[Collection entries]
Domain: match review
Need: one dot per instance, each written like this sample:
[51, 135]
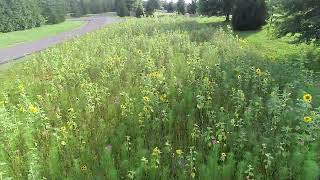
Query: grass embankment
[167, 98]
[17, 37]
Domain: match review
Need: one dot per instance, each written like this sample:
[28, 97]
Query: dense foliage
[19, 15]
[249, 14]
[301, 18]
[159, 99]
[151, 6]
[181, 7]
[170, 7]
[192, 7]
[53, 10]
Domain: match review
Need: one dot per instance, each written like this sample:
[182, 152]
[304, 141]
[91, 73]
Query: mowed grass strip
[13, 38]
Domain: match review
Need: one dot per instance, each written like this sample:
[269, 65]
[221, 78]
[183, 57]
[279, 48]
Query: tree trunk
[228, 17]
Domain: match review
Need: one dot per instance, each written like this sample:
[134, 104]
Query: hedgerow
[159, 99]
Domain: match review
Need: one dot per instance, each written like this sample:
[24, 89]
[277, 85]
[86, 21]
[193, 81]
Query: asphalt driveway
[21, 50]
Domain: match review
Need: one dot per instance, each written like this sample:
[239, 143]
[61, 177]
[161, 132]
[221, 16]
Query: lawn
[161, 98]
[17, 37]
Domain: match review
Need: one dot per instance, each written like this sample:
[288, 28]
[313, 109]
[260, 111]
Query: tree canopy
[300, 18]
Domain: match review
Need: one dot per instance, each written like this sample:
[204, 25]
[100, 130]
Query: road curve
[24, 49]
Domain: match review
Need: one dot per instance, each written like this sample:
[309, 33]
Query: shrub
[181, 7]
[53, 11]
[249, 14]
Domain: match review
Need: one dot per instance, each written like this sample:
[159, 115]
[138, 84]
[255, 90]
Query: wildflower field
[159, 98]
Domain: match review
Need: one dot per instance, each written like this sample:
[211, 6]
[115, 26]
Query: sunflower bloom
[156, 152]
[179, 152]
[163, 98]
[146, 99]
[84, 168]
[33, 109]
[307, 98]
[307, 119]
[258, 71]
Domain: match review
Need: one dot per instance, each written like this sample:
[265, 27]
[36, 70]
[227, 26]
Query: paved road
[21, 50]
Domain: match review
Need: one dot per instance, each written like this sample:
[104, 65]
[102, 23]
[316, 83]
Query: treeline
[25, 14]
[287, 17]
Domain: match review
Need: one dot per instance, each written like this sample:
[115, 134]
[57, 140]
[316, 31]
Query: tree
[249, 14]
[170, 7]
[192, 7]
[151, 6]
[227, 8]
[122, 8]
[210, 7]
[301, 18]
[53, 11]
[181, 7]
[74, 8]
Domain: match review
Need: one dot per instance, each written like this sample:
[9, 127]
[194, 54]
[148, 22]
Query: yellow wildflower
[146, 99]
[33, 109]
[307, 98]
[156, 74]
[163, 98]
[258, 71]
[84, 168]
[193, 174]
[156, 152]
[63, 129]
[179, 152]
[307, 119]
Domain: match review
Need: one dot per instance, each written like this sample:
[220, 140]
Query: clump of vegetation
[145, 100]
[300, 18]
[249, 15]
[19, 15]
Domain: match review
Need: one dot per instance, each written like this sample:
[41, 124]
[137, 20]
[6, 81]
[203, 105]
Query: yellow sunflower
[307, 98]
[307, 119]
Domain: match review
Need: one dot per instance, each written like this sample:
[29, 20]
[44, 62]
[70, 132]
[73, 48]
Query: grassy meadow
[18, 37]
[163, 98]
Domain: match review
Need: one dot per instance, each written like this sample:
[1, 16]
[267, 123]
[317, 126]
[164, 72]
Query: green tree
[249, 14]
[74, 8]
[300, 18]
[192, 7]
[170, 7]
[227, 8]
[151, 6]
[53, 11]
[181, 7]
[122, 8]
[210, 7]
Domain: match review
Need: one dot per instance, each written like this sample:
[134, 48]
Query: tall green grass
[162, 98]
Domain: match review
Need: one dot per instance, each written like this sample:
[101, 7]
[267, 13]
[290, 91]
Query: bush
[122, 9]
[139, 9]
[53, 10]
[249, 14]
[158, 99]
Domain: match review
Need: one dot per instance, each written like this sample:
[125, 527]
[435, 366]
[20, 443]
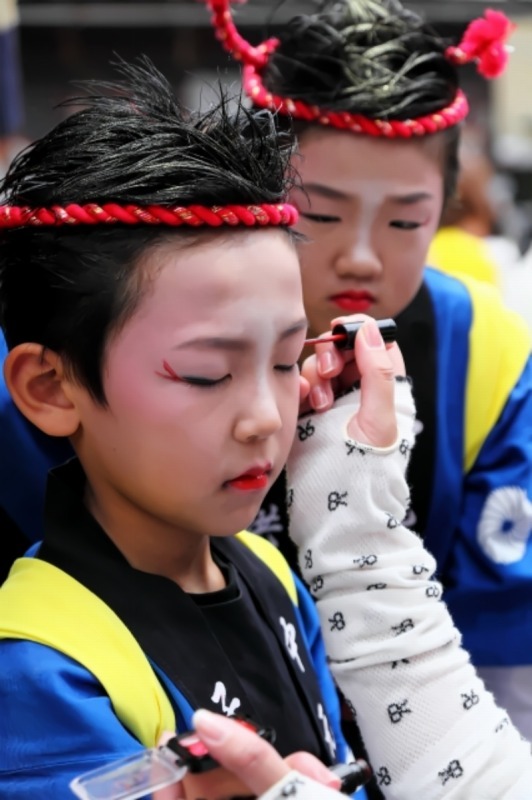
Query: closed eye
[192, 380]
[203, 382]
[404, 224]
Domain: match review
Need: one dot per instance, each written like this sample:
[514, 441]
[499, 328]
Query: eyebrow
[410, 199]
[335, 194]
[235, 344]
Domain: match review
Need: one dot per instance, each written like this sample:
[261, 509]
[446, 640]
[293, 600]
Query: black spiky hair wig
[69, 288]
[368, 57]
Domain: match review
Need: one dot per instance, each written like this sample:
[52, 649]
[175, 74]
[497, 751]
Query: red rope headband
[483, 42]
[194, 216]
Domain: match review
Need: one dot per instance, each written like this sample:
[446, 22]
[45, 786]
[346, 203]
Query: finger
[253, 760]
[375, 423]
[330, 361]
[310, 766]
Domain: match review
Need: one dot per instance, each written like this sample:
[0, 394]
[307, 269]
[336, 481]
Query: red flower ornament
[484, 41]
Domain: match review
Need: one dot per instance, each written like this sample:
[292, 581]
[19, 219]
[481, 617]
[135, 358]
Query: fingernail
[209, 726]
[318, 398]
[325, 363]
[372, 335]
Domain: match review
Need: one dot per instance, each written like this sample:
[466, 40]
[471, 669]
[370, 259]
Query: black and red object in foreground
[343, 335]
[139, 775]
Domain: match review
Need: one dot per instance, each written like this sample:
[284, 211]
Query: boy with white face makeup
[135, 244]
[374, 97]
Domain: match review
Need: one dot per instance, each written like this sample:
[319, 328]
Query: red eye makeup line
[344, 335]
[169, 373]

● **Instructions to follow**
The required output is each line above restated verbatim, with all images omitted.

● **Finished exercise**
Domain: match review
Need: one dot per instance, each written like this sample:
[51, 135]
Query: grass embankment
[167, 98]
[17, 37]
Domain: match review
Need: one dot per instance, each written like this sample:
[28, 97]
Query: dense foliage
[19, 15]
[249, 14]
[301, 18]
[159, 99]
[151, 6]
[181, 7]
[170, 7]
[192, 7]
[53, 10]
Domain: match review
Need: one dot per instance, each written like this sample:
[182, 152]
[304, 141]
[91, 73]
Query: mowed grass strip
[13, 38]
Domain: match review
Need: one dot per instance, each written like this sample:
[269, 65]
[221, 78]
[183, 57]
[279, 48]
Query: tree trunk
[228, 17]
Domain: match review
Need: one dot per instance, each written like this sample:
[134, 104]
Query: hedgerow
[159, 99]
Domain: match review
Need: one dot per instance, each written like this sample:
[24, 89]
[277, 85]
[86, 21]
[193, 81]
Query: asphalt driveway
[21, 50]
Domain: match review
Need: one dot per instance, each written like this sample:
[239, 143]
[61, 177]
[161, 132]
[221, 16]
Query: lawn
[161, 98]
[17, 37]
Domain: match review
Need: one dot per instance, each written like this sample:
[288, 28]
[313, 109]
[260, 111]
Query: tree canopy
[300, 18]
Domain: match review
Need: one dot per instance, each written like this sample:
[204, 25]
[100, 130]
Query: road curve
[24, 49]
Domain: match review
Need: one dot per instance, each written like this sample:
[309, 33]
Query: shrub
[181, 7]
[53, 11]
[249, 14]
Domain: match review
Need: one dot per instance, each written like this sample:
[159, 115]
[138, 84]
[255, 90]
Query: wildflower field
[159, 98]
Domain: match review
Need: one dot per instance, each written like this sample:
[211, 6]
[115, 26]
Query: sunflower bloom
[156, 152]
[179, 152]
[163, 98]
[146, 99]
[84, 168]
[33, 109]
[307, 98]
[307, 119]
[258, 71]
Domain: match review
Need: one dot per instance, each written like this sample:
[265, 27]
[36, 70]
[227, 26]
Query: paved road
[21, 50]
Domain: match review
Need: one dot per instance, each written like this sample:
[104, 65]
[102, 23]
[316, 83]
Query: treeline
[25, 14]
[287, 17]
Domain: match review
Need: one dot per instance, each written like this sample:
[115, 134]
[57, 140]
[316, 31]
Query: tree
[249, 14]
[170, 7]
[192, 7]
[151, 6]
[227, 8]
[122, 8]
[210, 7]
[301, 18]
[53, 11]
[181, 7]
[74, 8]
Domain: match review
Need: one dot per instance, each written like this sample:
[9, 127]
[194, 54]
[148, 22]
Query: yellow wildflower
[146, 99]
[33, 109]
[307, 98]
[156, 74]
[163, 98]
[258, 71]
[84, 168]
[193, 174]
[156, 152]
[63, 129]
[179, 152]
[307, 119]
Domain: match review
Need: one dot per instance, each written like this sample:
[220, 140]
Query: clump of vegetation
[145, 100]
[300, 18]
[249, 15]
[19, 15]
Domain: match review
Need: one dot per instance, each written like this sample:
[41, 124]
[137, 20]
[6, 81]
[203, 105]
Query: yellow sunflower
[307, 98]
[307, 119]
Domain: match review
Need: one dot per instance, each written like this sample:
[29, 20]
[44, 62]
[70, 132]
[73, 48]
Query: grassy meadow
[18, 37]
[163, 98]
Domain: match review
Need: one dot per instance, each written like this sample:
[1, 16]
[267, 123]
[317, 126]
[164, 72]
Query: green tree
[249, 14]
[74, 8]
[300, 18]
[192, 7]
[170, 7]
[227, 8]
[151, 6]
[53, 11]
[181, 7]
[122, 8]
[210, 7]
Domain: match review
Need: one dot per instance, each written like this sample:
[134, 48]
Query: tall green grass
[162, 98]
Domain: match review
Need: one dot per instance, each written like this sample:
[101, 7]
[267, 13]
[290, 91]
Query: bush
[122, 9]
[139, 9]
[53, 10]
[249, 14]
[158, 99]
Domain: match review
Need: one dot per instance, each written like this sample:
[125, 527]
[435, 366]
[20, 443]
Query: closed eye
[192, 380]
[203, 382]
[404, 224]
Domain: match review
Need: one dot per instance, each written like this sample:
[514, 441]
[499, 328]
Query: eyebrow
[410, 199]
[335, 194]
[235, 344]
Domain: match review
Need: one dot per instance, each written like this sample:
[261, 509]
[446, 640]
[293, 600]
Query: black spiky hair wig
[69, 288]
[368, 57]
Domain: match review
Need: one dot per instance, each written like this sample:
[52, 649]
[175, 74]
[497, 751]
Query: red rope headband
[483, 42]
[194, 216]
Domain: match review
Need: one dot per instance, each written like this sample:
[446, 22]
[45, 786]
[346, 203]
Query: finger
[253, 760]
[375, 423]
[330, 361]
[310, 766]
Domain: match review
Need: one dot per instance, each written like this sample:
[0, 394]
[307, 269]
[336, 481]
Query: red flower ornament
[484, 41]
Domain: match review
Need: one dot per instance, each written like this sample:
[292, 581]
[19, 219]
[481, 617]
[135, 358]
Query: fingernail
[209, 726]
[318, 398]
[325, 363]
[372, 335]
Domain: match review
Need: one dot per instance, each written like this sample:
[466, 40]
[471, 669]
[370, 259]
Query: black and red object in foreground
[343, 335]
[139, 775]
Domain: match review
Need: one dot per instance, each written like this sample:
[284, 211]
Query: boy with white face makeup
[135, 244]
[374, 97]
Domain: match review
Need: one dot per instance, each written like this sample:
[319, 328]
Query: red eye makeup line
[344, 335]
[169, 373]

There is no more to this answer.